◆ Brief
The required output is all lines below that contain the word "lizard".

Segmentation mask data
★ ★ ★

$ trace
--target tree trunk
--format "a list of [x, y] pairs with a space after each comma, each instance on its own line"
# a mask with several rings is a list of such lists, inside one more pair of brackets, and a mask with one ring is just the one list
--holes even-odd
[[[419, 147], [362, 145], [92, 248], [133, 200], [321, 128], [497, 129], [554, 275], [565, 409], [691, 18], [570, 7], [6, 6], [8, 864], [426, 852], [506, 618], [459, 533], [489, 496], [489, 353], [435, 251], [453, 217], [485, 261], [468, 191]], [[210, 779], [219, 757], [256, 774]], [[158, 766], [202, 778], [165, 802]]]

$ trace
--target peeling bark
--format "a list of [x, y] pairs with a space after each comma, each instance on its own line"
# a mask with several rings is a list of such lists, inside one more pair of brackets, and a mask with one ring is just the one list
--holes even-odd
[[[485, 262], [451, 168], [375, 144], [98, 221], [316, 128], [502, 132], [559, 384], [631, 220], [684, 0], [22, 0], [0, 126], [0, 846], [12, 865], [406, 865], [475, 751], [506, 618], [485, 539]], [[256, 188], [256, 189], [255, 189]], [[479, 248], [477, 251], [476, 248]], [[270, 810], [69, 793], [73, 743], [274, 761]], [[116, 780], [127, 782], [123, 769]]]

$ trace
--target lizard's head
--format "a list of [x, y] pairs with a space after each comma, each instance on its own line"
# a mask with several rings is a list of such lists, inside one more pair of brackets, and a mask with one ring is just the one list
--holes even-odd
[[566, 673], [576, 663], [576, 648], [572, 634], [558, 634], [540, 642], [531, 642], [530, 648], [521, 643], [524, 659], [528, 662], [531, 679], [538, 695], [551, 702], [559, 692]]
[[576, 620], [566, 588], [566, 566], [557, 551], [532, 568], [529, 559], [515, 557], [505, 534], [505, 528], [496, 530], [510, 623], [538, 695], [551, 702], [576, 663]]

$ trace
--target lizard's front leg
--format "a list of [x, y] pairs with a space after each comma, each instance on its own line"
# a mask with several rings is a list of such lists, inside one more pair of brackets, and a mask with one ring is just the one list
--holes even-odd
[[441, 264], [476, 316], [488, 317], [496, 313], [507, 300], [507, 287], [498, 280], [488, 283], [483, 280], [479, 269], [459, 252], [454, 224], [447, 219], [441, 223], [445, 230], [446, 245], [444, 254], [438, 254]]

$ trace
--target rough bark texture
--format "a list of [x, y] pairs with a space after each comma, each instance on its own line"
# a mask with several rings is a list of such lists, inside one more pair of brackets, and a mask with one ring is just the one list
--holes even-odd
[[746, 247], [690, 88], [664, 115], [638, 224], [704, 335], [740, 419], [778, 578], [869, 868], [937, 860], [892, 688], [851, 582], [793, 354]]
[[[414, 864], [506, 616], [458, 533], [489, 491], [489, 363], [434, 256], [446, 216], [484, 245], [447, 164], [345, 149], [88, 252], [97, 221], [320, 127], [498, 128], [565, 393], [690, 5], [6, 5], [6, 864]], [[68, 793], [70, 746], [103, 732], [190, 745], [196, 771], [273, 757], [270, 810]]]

★ ★ ★

◆ Response to the task
--target lizard's head
--target lizard's front leg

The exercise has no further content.